»»
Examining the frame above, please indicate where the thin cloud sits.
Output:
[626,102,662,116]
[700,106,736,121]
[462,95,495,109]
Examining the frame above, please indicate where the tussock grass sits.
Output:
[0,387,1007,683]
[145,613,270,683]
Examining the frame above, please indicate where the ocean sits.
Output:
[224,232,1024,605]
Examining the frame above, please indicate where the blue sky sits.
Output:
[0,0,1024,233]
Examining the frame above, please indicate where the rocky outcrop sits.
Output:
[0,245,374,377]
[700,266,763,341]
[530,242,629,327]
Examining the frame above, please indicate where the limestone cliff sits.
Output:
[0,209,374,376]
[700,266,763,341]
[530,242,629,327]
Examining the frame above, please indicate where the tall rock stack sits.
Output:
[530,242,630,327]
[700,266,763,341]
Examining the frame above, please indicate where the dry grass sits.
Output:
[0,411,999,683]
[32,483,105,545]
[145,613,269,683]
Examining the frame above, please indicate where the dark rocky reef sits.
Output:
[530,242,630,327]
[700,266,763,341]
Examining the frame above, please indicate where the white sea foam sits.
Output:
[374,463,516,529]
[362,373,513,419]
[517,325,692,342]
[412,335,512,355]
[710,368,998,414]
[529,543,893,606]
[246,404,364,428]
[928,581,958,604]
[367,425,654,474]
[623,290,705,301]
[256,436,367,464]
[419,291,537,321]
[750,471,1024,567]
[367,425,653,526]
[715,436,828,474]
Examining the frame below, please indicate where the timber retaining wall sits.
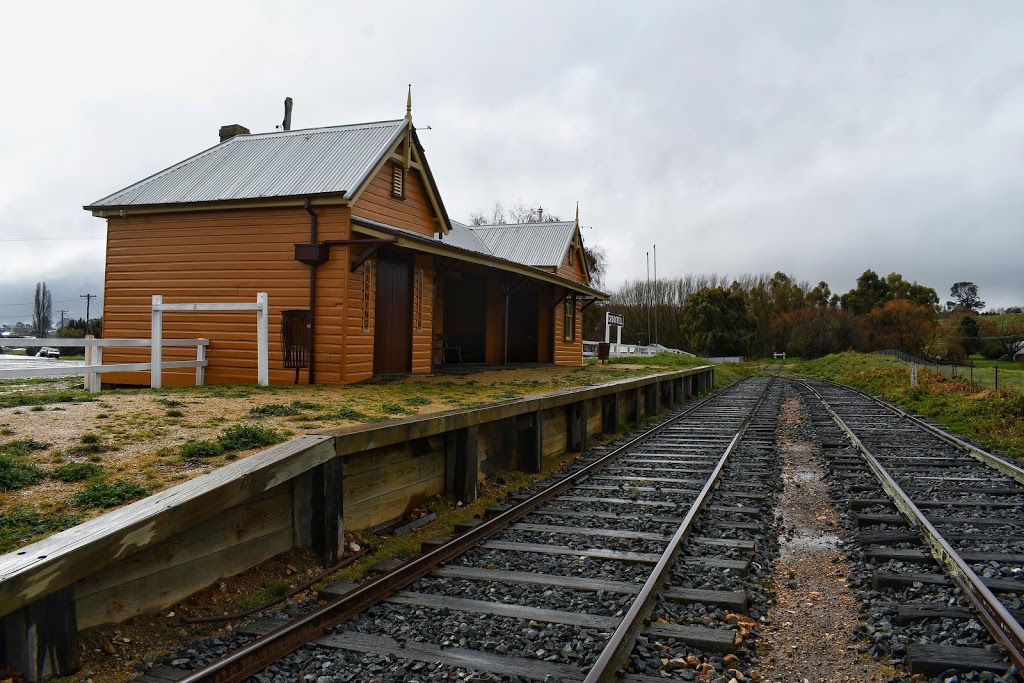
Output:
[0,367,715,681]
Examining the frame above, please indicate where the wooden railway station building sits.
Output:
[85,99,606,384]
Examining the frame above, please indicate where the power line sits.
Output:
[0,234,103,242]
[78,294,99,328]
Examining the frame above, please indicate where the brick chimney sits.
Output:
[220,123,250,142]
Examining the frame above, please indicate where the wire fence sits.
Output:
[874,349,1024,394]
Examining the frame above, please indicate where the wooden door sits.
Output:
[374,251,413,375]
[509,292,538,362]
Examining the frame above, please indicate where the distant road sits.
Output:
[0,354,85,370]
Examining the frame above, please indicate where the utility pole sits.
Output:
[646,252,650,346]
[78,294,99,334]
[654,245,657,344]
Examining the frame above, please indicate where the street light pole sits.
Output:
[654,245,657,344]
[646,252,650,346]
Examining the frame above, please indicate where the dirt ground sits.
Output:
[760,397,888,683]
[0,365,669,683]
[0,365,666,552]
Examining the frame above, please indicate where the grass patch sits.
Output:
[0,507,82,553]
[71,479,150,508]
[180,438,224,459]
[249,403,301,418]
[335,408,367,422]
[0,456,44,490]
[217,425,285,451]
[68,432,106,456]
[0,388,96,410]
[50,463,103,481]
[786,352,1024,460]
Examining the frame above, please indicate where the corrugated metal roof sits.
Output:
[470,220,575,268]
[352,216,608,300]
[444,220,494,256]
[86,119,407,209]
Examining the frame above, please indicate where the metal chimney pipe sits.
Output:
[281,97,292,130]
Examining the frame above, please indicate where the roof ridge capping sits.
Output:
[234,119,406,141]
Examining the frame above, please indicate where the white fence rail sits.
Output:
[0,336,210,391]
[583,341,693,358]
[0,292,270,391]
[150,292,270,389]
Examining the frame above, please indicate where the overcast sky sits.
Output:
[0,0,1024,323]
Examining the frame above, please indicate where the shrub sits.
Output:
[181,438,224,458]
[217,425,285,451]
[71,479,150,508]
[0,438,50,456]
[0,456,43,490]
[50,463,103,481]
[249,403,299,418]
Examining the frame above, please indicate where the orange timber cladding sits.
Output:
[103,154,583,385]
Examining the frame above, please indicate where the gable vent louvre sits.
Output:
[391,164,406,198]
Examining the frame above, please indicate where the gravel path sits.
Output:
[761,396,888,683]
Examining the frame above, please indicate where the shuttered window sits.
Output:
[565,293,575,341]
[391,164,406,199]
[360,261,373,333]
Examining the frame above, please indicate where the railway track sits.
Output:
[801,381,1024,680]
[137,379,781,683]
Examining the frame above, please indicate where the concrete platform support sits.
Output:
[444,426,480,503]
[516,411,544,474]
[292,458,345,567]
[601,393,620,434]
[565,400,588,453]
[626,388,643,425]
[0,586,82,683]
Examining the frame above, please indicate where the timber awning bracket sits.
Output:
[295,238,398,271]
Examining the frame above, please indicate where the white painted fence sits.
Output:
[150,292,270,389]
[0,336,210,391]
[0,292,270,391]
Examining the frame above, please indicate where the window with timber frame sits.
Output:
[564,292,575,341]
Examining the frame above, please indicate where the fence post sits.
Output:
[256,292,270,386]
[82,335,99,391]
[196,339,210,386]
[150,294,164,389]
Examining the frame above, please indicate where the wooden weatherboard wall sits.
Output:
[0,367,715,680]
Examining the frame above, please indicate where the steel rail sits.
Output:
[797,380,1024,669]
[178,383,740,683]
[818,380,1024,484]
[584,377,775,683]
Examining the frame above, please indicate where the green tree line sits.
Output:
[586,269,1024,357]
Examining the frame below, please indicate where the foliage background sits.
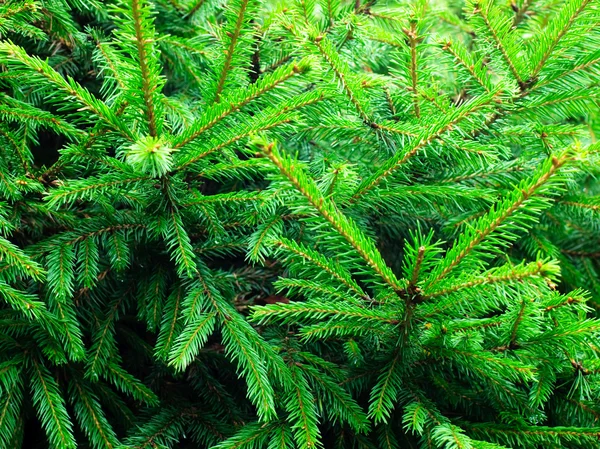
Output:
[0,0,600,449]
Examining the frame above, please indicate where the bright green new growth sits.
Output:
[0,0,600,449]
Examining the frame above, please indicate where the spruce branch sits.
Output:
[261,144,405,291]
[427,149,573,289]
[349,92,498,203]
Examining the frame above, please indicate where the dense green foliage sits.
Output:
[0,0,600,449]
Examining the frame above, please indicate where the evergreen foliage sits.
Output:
««
* EXERCISE AIM *
Lay out every line of the items above as a Markdown table with two columns, Number and Line, giving each line its own numbered row and skipping blank lines. Leave the pictures out of the table.

* WRITTEN RESPONSE *
| Number | Line |
|---|---|
| 1 | Examining the frame above, please indicate where the thin cloud sits. |
| 2 | Output: |
| 3 | [626,102,662,116] |
| 4 | [700,106,736,121] |
| 5 | [462,95,495,109] |
| 6 | Examining the frame above, please indicate where the tussock grass sits. |
| 7 | Output: |
| 8 | [0,387,1007,683] |
| 9 | [145,613,270,683] |
| 10 | Examining the frame above, please indicate where the ocean sits. |
| 11 | Output: |
| 12 | [224,232,1024,605] |
| 13 | Examining the frame above, please indicate where the blue sky sits. |
| 14 | Output: |
| 15 | [0,0,1024,233] |
| 16 | Examining the frame above, please indicate where the rocky outcrop sits. |
| 17 | Output: |
| 18 | [0,245,374,377] |
| 19 | [700,266,763,341] |
| 20 | [530,242,629,327] |
| 21 | Examining the frame above, please indicate where the limestone cliff sits. |
| 22 | Output: |
| 23 | [0,209,374,376] |
| 24 | [700,266,763,341] |
| 25 | [530,242,629,327] |
| 26 | Examining the frame above, please indicate where the tall rock stack sits. |
| 27 | Output: |
| 28 | [530,242,630,327] |
| 29 | [700,266,763,341] |
| 30 | Examining the frame above, please indicate where the dry grass sits. |
| 31 | Output: |
| 32 | [0,411,999,683] |
| 33 | [32,483,105,545] |
| 34 | [145,613,269,683] |
| 35 | Examining the frame above, please indicate where the dark rocky reef sits. |
| 36 | Output: |
| 37 | [530,242,630,327] |
| 38 | [700,266,763,341] |
| 39 | Examining the frame above, please indicate where the white sea foam sits. |
| 40 | Output: |
| 41 | [374,463,516,529] |
| 42 | [362,373,513,419] |
| 43 | [517,325,692,342] |
| 44 | [412,335,512,355] |
| 45 | [710,368,998,414] |
| 46 | [529,543,893,606] |
| 47 | [246,404,364,428] |
| 48 | [928,581,958,604] |
| 49 | [367,425,654,474] |
| 50 | [623,290,705,301] |
| 51 | [256,436,367,464] |
| 52 | [419,291,537,321] |
| 53 | [750,471,1024,567] |
| 54 | [367,425,653,526] |
| 55 | [715,436,828,474] |
| 56 | Examining the frame below, please indicate where the timber retaining wall sits. |
| 57 | Output: |
| 58 | [0,367,715,681] |
| 59 | Examining the frame above, please indicate where the wooden railway station building sits. |
| 60 | Output: |
| 61 | [85,99,606,384] |
| 62 | Examining the frame above, please indicate where the power line sits. |
| 63 | Output: |
| 64 | [0,234,103,242] |
| 65 | [78,294,99,328] |
| 66 | Examining the frame above, please indicate where the brick chimney sits. |
| 67 | Output: |
| 68 | [220,123,250,142] |
| 69 | Examining the frame above, please indicate where the wire fence sits. |
| 70 | Output: |
| 71 | [874,349,1024,394] |
| 72 | Examining the frame above, please indicate where the wooden door sits. |
| 73 | Output: |
| 74 | [374,251,413,375] |
| 75 | [509,292,538,362] |
| 76 | Examining the frame above, please indicate where the distant road sits. |
| 77 | Output: |
| 78 | [0,354,85,370] |
| 79 | Examining the frame above, please indicate where the utility pole sits. |
| 80 | Output: |
| 81 | [646,252,650,346] |
| 82 | [78,294,99,334] |
| 83 | [654,245,657,344] |
| 84 | Examining the frame above, please indicate where the street light pole sits. |
| 85 | Output: |
| 86 | [654,245,657,344] |
| 87 | [646,252,650,346] |
| 88 | Examining the frame above, please indicate where the dirt ground sits. |
| 89 | Output: |
| 90 | [760,397,888,683] |
| 91 | [0,365,669,683] |
| 92 | [0,365,666,552] |
| 93 | Examining the frame above, please indicate where the grass patch sits. |
| 94 | Output: |
| 95 | [0,507,82,553] |
| 96 | [71,479,150,508] |
| 97 | [180,438,224,459] |
| 98 | [249,403,301,418] |
| 99 | [335,408,367,422] |
| 100 | [0,456,44,490] |
| 101 | [217,425,285,451] |
| 102 | [68,432,106,456] |
| 103 | [0,388,96,410] |
| 104 | [50,463,103,481] |
| 105 | [786,352,1024,460] |
| 106 | Examining the frame above, please indicate where the corrugated metal roof sits. |
| 107 | Output: |
| 108 | [470,220,575,268] |
| 109 | [352,216,608,300] |
| 110 | [444,220,494,256] |
| 111 | [86,119,407,209] |
| 112 | Examining the frame above, please indicate where the metal chimney pipe sits. |
| 113 | Output: |
| 114 | [281,97,292,130] |
| 115 | Examining the frame above, please indicate where the roof ridge capping sits. |
| 116 | Output: |
| 117 | [234,119,406,141] |
| 118 | Examining the frame above, please indicate where the white fence rail sits. |
| 119 | Output: |
| 120 | [0,336,210,391] |
| 121 | [583,341,693,358] |
| 122 | [0,292,270,391] |
| 123 | [150,292,270,389] |
| 124 | Examining the frame above, please indicate where the overcast sky sits. |
| 125 | Output: |
| 126 | [0,0,1024,323] |
| 127 | Examining the frame above, please indicate where the shrub sits. |
| 128 | Output: |
| 129 | [181,438,224,458] |
| 130 | [217,425,285,451] |
| 131 | [71,479,150,508] |
| 132 | [0,438,50,456] |
| 133 | [0,456,43,490] |
| 134 | [50,463,103,481] |
| 135 | [249,403,299,418] |
| 136 | Examining the frame above, please indicate where the orange timber cladding sits. |
| 137 | Output: |
| 138 | [103,154,583,385] |
| 139 | Examining the frame above, please indicate where the gable vent louvre sits. |
| 140 | Output: |
| 141 | [391,164,406,198] |
| 142 | Examining the frame above, please indicate where the gravel path sits. |
| 143 | Output: |
| 144 | [761,396,888,683] |
| 145 | Examining the frame above, please indicate where the shuttered window sits. |
| 146 | Output: |
| 147 | [565,293,575,341] |
| 148 | [391,164,406,199] |
| 149 | [360,261,373,333] |
| 150 | Examining the frame above, please indicate where the railway track sits. |
| 151 | Output: |
| 152 | [801,381,1024,680] |
| 153 | [137,379,781,683] |
| 154 | Examining the frame above, please indicate where the concrete platform support sits. |
| 155 | Output: |
| 156 | [444,426,480,503] |
| 157 | [516,411,544,474] |
| 158 | [292,458,345,567] |
| 159 | [601,393,620,434] |
| 160 | [565,400,588,453] |
| 161 | [626,388,643,425] |
| 162 | [0,586,82,683] |
| 163 | Examining the frame above, please indicate where the timber awning bracket sits. |
| 164 | Output: |
| 165 | [295,238,398,271] |
| 166 | Examining the frame above, please indicate where the white painted fence sits. |
| 167 | Output: |
| 168 | [150,292,270,389] |
| 169 | [0,336,210,391] |
| 170 | [0,292,270,391] |
| 171 | Examining the frame above, please indicate where the window with timber frame sits. |
| 172 | Output: |
| 173 | [564,292,575,341] |
| 174 | Examining the frame above, please indicate where the fence post sits. |
| 175 | Output: |
| 176 | [256,292,270,386] |
| 177 | [82,335,99,391] |
| 178 | [196,339,210,386] |
| 179 | [150,294,164,389] |
| 180 | Examining the frame above, please indicate where the wooden weatherboard wall sits. |
| 181 | Output: |
| 182 | [0,367,715,680] |
| 183 | Examining the frame above, please indicate where the steel rail sits. |
| 184 | Output: |
| 185 | [797,380,1024,669] |
| 186 | [178,383,740,683] |
| 187 | [818,380,1024,484] |
| 188 | [584,377,775,683] |
| 189 | Examining the frame above, please indicate where the green tree line sits. |
| 190 | Output: |
| 191 | [586,269,1024,357] |
| 192 | Examining the frame below, please indicate where the foliage background sits. |
| 193 | Output: |
| 194 | [0,0,600,449] |
| 195 | Examining the frame above, please indicate where the bright green new growth sits. |
| 196 | Output: |
| 197 | [0,0,600,449] |
| 198 | Examining the frame above, please indicate where the spruce branch sits. |
| 199 | Output: |
| 200 | [261,144,405,291] |
| 201 | [427,149,573,289] |
| 202 | [349,92,498,203] |
| 203 | Examining the frame above, please indicate where the dense green foliage sits. |
| 204 | Output: |
| 205 | [0,0,600,449] |
| 206 | Examining the frame above, please indicate where the evergreen foliage sits. |
| 207 | Output: |